The data shown below should all be retyped exactly.

- _Task data_
BEGIN

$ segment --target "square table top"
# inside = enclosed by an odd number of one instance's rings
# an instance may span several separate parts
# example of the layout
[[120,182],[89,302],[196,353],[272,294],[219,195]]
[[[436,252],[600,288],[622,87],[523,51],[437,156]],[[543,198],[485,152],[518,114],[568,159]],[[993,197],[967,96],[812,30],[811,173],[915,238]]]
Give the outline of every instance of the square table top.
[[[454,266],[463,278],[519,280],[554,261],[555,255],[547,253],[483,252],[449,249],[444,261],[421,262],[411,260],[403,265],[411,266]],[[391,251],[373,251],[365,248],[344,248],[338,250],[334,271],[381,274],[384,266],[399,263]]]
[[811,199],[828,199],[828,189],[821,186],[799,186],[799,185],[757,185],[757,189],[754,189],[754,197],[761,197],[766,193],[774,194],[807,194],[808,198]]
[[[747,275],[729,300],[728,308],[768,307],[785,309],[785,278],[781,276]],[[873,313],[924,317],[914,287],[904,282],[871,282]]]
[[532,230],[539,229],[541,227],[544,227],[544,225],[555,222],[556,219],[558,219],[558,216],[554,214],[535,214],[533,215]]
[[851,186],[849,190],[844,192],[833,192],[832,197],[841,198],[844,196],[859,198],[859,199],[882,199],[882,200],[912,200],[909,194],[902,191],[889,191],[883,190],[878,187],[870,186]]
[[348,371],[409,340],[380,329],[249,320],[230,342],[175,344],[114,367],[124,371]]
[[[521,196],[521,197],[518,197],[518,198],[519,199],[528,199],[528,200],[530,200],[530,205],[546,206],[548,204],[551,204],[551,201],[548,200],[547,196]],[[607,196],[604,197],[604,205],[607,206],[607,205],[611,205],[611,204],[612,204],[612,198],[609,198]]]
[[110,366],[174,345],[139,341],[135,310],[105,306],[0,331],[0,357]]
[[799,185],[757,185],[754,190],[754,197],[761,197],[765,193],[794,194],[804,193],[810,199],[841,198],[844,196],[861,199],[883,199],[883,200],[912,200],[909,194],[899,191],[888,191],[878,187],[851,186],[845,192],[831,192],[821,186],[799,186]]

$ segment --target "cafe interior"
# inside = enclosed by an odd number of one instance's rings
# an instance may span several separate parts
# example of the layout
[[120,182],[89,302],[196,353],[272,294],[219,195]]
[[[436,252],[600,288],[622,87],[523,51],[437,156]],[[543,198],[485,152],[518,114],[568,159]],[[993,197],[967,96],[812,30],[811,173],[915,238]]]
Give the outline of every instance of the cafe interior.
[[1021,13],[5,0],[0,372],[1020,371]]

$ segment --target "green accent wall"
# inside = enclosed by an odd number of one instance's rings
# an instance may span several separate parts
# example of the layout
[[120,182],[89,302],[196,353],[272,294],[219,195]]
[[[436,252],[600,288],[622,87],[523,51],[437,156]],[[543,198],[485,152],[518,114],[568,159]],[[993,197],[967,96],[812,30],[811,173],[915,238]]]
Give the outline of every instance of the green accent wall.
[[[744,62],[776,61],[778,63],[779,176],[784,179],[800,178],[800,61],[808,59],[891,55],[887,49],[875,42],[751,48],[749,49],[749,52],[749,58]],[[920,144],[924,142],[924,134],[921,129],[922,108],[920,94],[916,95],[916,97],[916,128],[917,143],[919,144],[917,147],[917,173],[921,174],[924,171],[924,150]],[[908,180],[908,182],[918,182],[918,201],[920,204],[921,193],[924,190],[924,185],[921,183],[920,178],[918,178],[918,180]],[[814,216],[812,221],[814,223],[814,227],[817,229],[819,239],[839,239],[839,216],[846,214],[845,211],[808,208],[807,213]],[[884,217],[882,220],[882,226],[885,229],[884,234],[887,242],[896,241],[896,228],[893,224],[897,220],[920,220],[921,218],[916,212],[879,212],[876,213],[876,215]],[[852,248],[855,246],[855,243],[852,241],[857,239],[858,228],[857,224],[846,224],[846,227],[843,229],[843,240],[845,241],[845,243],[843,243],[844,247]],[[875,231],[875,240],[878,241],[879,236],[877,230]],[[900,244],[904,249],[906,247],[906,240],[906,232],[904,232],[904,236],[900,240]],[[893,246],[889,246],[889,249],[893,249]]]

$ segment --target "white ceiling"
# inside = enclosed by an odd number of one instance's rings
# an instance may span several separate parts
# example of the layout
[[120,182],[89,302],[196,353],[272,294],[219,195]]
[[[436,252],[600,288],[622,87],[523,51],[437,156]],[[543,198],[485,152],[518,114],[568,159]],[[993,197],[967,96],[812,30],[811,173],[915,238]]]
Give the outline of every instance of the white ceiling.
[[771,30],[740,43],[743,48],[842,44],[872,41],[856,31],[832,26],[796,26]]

END

- _Answer to this exercise_
$ segment --target "square table top"
# inside = enclosed by an odd number of one instance's rings
# an instance may span several separate parts
# example of the layout
[[120,182],[89,302],[196,353],[272,294],[219,195]]
[[[436,252],[600,288],[622,87],[523,51],[437,156]],[[543,198],[485,152],[518,114],[568,159]],[[993,197],[967,96],[812,30],[811,173],[915,238]]]
Give the outline of every instance of the square table top.
[[[454,266],[463,278],[519,280],[554,261],[555,255],[547,253],[483,252],[449,249],[444,261],[421,262],[411,260],[403,265],[411,266]],[[391,251],[373,251],[365,248],[344,248],[338,250],[334,271],[381,274],[384,266],[399,263]]]
[[811,199],[828,199],[828,189],[821,186],[799,186],[799,185],[757,185],[757,189],[754,189],[754,197],[761,197],[766,193],[774,194],[807,194],[808,198]]
[[[747,275],[729,300],[728,308],[768,307],[785,309],[785,278],[781,276]],[[873,313],[924,317],[914,287],[904,282],[871,282]]]
[[532,230],[539,229],[541,227],[544,227],[544,225],[555,222],[556,219],[558,219],[558,216],[554,214],[535,214],[533,215]]
[[851,186],[849,190],[844,192],[833,192],[832,197],[841,198],[844,196],[859,198],[859,199],[882,199],[882,200],[912,200],[909,194],[902,191],[889,191],[883,190],[878,187],[870,186]]
[[348,371],[409,340],[380,329],[249,320],[230,342],[175,344],[114,367],[124,371]]
[[[521,196],[521,197],[518,197],[518,198],[519,199],[528,199],[528,200],[530,200],[530,205],[546,206],[548,204],[551,204],[551,201],[548,200],[547,196]],[[607,196],[604,197],[604,205],[607,206],[607,205],[611,205],[611,204],[612,204],[612,198],[609,198]]]
[[110,366],[174,345],[139,341],[135,310],[105,306],[0,331],[0,357]]
[[799,185],[757,185],[754,190],[754,197],[761,197],[765,193],[794,194],[804,193],[810,199],[841,198],[844,196],[861,199],[883,199],[883,200],[912,200],[909,194],[899,191],[888,191],[878,187],[851,186],[845,192],[831,192],[821,186],[799,186]]

$ segment --target "cafe interior"
# inside = enclosed by an odd number of one instance's rings
# an instance may span several separate parts
# example of the layout
[[120,182],[89,302],[196,353],[272,294],[219,195]]
[[[436,252],[600,288],[622,87],[523,51],[437,156]],[[543,198],[485,152],[518,114],[568,159]],[[993,197],[967,96],[812,30],[811,173],[915,238]]]
Give the outline of every instance of the cafe interior.
[[1021,13],[5,0],[0,372],[1020,371]]

$ segment --target "green accent wall"
# inside = enclosed by an odd number of one instance's rings
# an instance may span several separate parts
# example of the layout
[[120,182],[89,302],[196,353],[272,294],[219,195]]
[[[436,252],[600,288],[622,87],[523,51],[437,156]],[[543,198],[485,152],[518,114],[568,159]],[[993,197],[967,96],[812,30],[811,173],[915,238]]]
Give the outline of every instance of the green accent wall.
[[[744,62],[776,61],[778,63],[779,176],[784,179],[800,178],[800,61],[808,59],[891,55],[887,49],[875,42],[751,48],[749,49],[749,52],[749,58]],[[920,144],[924,142],[924,134],[921,129],[922,108],[920,94],[916,95],[916,97],[916,128],[917,143],[919,144],[917,147],[917,173],[921,174],[924,171],[924,150]],[[908,180],[908,182],[918,182],[918,201],[920,204],[921,193],[924,190],[924,185],[921,183],[920,178],[918,178],[918,180]],[[814,216],[812,221],[814,223],[814,227],[817,229],[819,239],[839,239],[839,216],[846,214],[845,211],[808,208],[807,213]],[[884,217],[882,220],[882,226],[885,229],[884,234],[887,242],[896,241],[896,228],[893,224],[897,220],[920,220],[921,218],[916,212],[879,212],[876,213],[876,215]],[[852,248],[855,246],[855,243],[852,241],[857,239],[858,228],[857,224],[846,224],[846,227],[843,229],[843,240],[845,241],[845,243],[843,243],[844,247]],[[875,231],[875,240],[878,241],[879,236],[877,230]],[[900,244],[904,249],[906,247],[906,240],[906,232],[904,232],[904,236],[900,240]],[[893,246],[889,246],[889,249],[893,249]]]

$ segment --target "white ceiling"
# inside = enclosed by an odd number of one instance's rings
# an instance may span several separate parts
# example of the layout
[[120,182],[89,302],[196,353],[272,294],[219,195]]
[[[436,252],[600,288],[622,87],[523,51],[437,156]],[[543,198],[485,152],[518,114],[568,159]],[[993,197],[967,96],[812,30],[811,173],[915,238]]]
Give the outline of every instance of the white ceiling.
[[771,30],[740,43],[743,48],[842,44],[872,41],[856,31],[832,26],[796,26]]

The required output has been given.